[Items from a data source]
== Segment start ==
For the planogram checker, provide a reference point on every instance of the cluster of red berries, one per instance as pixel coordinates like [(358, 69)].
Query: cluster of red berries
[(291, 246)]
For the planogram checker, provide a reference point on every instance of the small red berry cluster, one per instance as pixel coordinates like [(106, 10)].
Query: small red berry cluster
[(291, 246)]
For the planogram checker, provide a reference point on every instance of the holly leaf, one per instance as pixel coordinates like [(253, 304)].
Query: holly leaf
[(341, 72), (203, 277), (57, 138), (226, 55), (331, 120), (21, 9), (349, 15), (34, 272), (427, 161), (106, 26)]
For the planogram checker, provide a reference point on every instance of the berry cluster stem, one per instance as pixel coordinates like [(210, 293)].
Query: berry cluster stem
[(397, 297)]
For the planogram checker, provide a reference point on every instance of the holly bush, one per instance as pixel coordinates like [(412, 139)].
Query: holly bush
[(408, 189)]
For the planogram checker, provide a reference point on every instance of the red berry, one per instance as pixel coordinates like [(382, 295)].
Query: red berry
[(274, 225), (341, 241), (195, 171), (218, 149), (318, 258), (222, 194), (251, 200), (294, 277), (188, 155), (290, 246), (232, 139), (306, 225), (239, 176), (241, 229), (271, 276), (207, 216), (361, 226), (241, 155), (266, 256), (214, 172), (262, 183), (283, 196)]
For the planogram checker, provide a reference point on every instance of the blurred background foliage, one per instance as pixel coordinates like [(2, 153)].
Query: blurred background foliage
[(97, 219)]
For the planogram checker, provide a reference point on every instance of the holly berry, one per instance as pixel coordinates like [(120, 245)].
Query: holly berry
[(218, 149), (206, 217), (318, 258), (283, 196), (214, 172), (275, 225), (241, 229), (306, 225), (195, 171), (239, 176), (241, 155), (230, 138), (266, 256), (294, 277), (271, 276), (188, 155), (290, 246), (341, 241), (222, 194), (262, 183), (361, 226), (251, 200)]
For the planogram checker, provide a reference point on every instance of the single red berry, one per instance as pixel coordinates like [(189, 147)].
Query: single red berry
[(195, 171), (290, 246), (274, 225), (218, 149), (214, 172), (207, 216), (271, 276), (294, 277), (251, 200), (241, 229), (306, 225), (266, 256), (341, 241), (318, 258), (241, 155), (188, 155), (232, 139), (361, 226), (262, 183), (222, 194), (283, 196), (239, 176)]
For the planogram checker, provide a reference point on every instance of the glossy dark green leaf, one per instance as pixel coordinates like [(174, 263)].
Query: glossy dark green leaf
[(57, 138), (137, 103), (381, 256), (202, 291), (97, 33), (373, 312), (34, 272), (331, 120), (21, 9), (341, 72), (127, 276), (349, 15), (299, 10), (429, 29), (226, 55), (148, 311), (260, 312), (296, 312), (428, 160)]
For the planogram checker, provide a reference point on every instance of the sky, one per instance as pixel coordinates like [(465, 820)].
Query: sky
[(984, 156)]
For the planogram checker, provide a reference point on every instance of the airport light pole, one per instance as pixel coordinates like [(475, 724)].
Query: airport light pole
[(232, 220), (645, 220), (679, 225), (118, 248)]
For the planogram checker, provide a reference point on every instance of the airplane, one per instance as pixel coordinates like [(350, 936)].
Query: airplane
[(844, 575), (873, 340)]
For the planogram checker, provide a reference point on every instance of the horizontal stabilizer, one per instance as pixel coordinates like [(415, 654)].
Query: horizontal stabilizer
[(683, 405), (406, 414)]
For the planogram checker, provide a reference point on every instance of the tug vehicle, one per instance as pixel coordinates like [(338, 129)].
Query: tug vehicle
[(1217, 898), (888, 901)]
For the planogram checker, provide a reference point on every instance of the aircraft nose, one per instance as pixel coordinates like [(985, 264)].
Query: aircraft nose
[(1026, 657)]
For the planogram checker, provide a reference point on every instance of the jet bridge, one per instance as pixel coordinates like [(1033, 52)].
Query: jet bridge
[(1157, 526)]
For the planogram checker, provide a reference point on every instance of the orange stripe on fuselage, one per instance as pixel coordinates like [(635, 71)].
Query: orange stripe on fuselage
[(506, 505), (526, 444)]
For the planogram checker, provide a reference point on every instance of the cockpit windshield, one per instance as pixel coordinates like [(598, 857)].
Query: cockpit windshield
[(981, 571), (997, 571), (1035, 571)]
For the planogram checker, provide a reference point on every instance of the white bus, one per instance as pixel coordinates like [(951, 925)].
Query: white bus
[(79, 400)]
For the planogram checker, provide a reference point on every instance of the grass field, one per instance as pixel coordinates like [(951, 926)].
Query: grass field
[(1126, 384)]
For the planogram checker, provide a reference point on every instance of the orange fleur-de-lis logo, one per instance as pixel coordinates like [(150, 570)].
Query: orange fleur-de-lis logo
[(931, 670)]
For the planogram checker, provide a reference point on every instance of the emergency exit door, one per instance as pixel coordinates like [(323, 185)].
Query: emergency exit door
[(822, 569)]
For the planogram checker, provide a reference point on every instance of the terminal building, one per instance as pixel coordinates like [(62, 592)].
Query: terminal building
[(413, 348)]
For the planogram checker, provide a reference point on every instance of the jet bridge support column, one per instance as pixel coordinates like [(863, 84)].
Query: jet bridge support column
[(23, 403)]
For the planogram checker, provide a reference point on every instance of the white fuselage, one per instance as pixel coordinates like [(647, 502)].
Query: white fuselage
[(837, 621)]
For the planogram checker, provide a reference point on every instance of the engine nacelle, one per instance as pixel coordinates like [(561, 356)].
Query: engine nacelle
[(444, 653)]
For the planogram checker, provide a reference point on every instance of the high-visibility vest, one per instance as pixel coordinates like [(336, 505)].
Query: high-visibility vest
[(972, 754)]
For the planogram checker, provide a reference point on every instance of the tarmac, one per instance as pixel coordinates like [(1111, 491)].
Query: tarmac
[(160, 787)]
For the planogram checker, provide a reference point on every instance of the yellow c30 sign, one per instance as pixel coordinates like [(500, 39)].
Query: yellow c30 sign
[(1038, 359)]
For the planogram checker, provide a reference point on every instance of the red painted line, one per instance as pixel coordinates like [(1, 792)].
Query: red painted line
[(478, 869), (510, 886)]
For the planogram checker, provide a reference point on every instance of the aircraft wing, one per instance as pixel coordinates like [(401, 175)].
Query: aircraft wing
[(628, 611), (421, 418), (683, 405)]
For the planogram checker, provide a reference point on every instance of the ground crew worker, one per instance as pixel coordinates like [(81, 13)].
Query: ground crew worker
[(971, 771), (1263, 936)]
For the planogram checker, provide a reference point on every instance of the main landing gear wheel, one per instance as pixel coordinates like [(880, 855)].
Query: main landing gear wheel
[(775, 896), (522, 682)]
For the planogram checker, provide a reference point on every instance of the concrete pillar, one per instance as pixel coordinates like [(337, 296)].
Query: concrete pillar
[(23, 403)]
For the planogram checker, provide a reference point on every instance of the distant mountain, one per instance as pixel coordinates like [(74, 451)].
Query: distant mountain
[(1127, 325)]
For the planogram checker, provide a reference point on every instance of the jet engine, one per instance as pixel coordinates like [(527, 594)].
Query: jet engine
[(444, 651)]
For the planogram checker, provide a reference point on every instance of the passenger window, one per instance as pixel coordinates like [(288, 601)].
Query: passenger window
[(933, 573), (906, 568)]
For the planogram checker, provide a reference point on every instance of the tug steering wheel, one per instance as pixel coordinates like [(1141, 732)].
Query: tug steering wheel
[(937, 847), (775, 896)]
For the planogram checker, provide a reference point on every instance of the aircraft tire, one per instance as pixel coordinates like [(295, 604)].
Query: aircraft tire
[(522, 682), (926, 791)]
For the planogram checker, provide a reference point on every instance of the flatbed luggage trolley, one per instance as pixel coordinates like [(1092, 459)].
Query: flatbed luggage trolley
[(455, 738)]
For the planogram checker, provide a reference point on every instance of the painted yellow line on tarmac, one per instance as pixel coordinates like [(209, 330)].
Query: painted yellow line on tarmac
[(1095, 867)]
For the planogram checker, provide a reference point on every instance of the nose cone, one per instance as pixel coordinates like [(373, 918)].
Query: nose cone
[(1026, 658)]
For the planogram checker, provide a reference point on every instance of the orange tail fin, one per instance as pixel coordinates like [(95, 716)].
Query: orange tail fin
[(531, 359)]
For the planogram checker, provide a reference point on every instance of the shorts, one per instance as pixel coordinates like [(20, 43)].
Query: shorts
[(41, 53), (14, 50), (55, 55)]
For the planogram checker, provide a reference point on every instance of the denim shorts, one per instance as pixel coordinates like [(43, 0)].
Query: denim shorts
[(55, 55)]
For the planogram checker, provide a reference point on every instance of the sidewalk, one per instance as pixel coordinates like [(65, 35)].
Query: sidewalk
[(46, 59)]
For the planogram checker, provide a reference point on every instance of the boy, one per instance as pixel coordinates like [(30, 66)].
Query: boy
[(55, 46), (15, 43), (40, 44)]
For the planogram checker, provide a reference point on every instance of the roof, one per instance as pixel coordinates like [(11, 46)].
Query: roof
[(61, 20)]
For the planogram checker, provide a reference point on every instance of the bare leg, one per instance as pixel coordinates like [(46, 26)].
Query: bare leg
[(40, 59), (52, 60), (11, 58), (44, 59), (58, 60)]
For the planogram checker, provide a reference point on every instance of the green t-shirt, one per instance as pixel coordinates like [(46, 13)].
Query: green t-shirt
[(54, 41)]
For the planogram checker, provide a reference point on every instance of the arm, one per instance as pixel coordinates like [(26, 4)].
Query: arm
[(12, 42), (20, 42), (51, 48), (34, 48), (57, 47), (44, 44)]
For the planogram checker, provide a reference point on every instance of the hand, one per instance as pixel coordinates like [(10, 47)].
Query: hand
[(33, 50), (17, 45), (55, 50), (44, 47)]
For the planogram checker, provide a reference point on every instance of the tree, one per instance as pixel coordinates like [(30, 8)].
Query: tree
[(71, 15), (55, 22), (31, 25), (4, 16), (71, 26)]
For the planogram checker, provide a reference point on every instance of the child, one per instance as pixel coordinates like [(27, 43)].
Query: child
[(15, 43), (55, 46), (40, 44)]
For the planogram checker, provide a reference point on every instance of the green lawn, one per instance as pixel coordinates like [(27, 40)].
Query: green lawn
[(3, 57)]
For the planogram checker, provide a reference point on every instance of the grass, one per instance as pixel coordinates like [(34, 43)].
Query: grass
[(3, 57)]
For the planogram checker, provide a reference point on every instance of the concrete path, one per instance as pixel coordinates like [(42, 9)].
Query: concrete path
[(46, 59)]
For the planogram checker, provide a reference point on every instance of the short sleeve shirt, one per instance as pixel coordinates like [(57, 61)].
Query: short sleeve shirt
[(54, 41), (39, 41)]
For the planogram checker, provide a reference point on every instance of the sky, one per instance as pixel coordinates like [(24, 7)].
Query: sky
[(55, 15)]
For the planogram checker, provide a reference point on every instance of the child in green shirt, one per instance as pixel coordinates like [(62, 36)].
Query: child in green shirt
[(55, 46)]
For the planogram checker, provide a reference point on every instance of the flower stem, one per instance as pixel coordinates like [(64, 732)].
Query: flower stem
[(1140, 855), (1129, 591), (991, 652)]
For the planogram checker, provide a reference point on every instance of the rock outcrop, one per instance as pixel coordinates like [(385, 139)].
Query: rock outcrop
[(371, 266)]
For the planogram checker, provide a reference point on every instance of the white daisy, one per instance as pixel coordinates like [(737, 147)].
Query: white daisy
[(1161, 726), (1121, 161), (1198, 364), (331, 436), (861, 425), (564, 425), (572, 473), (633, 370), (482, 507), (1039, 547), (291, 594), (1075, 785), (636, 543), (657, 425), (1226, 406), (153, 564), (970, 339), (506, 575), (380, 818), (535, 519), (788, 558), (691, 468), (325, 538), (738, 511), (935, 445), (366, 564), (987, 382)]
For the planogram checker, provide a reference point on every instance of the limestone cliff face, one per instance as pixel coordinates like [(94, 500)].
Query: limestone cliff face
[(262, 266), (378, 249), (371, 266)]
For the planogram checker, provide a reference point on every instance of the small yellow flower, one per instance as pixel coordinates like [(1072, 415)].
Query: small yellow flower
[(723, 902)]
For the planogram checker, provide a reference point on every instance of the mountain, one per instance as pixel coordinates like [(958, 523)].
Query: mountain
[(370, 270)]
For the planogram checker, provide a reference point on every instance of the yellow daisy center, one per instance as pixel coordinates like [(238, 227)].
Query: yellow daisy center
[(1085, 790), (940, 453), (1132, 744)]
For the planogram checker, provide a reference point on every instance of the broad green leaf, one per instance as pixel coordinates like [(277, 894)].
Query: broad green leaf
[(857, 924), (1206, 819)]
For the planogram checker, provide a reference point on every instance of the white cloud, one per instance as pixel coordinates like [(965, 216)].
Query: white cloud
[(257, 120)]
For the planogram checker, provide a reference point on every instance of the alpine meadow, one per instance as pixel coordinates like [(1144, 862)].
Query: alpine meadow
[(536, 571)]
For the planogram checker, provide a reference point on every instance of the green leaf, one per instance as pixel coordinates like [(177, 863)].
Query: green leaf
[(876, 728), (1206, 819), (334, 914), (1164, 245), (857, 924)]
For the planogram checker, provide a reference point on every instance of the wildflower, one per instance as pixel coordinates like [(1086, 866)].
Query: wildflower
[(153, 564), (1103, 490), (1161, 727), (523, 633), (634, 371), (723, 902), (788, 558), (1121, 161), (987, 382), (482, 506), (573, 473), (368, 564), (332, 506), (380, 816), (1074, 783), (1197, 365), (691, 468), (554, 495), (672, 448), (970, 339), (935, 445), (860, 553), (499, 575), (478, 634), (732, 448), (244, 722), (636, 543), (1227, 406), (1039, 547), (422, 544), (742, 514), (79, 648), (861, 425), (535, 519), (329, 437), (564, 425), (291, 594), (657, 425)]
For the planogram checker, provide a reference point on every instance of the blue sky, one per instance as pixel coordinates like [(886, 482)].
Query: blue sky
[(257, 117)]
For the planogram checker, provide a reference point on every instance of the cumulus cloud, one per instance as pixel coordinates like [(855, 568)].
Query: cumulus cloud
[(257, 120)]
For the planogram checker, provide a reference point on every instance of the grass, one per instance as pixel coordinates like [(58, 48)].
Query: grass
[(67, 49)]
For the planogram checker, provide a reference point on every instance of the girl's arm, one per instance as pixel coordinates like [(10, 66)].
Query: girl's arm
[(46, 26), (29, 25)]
== Segment end ==
TASK INSTRUCTIONS: Give back, word for word, only the lines above from the line holding "Query: mountain" to the line holding "like [(1086, 866)].", both included.

EXERCISE ANSWER:
Query: mountain
[(370, 270)]
For the planogram checker, provide a reference point on every instance of the yellow daisy center, one per instance as pixel coordinates like [(238, 227)].
Query: yellow daisy center
[(1085, 790), (940, 453), (1132, 744)]
For the planogram checker, provide a reference point on every instance of the broad green leaf, one per instance as pixel coordinates like [(277, 894)].
Query: broad green leaf
[(857, 924), (1206, 819)]
For the planogram checker, provide a reference point on every instance of the white cloud, one per instance as pixel coordinates like [(965, 216)].
Query: white cloud
[(257, 120)]
For the planogram checker, provide a reference point on every instance of the alpine meadow, one per instance as pixel coordinates like [(1144, 862)].
Query: alpine meadow
[(536, 571)]
For the planogram checker, provide a reference point on every instance of the green leaf, one per instance as pixel coordinates like [(177, 863)].
Query: green leaf
[(876, 728), (1206, 819), (334, 914), (1164, 245), (857, 924)]
For the planogram checker, provide a reference point on every instance of the wildflower, one per instance as pixel coordinates like [(1086, 866)].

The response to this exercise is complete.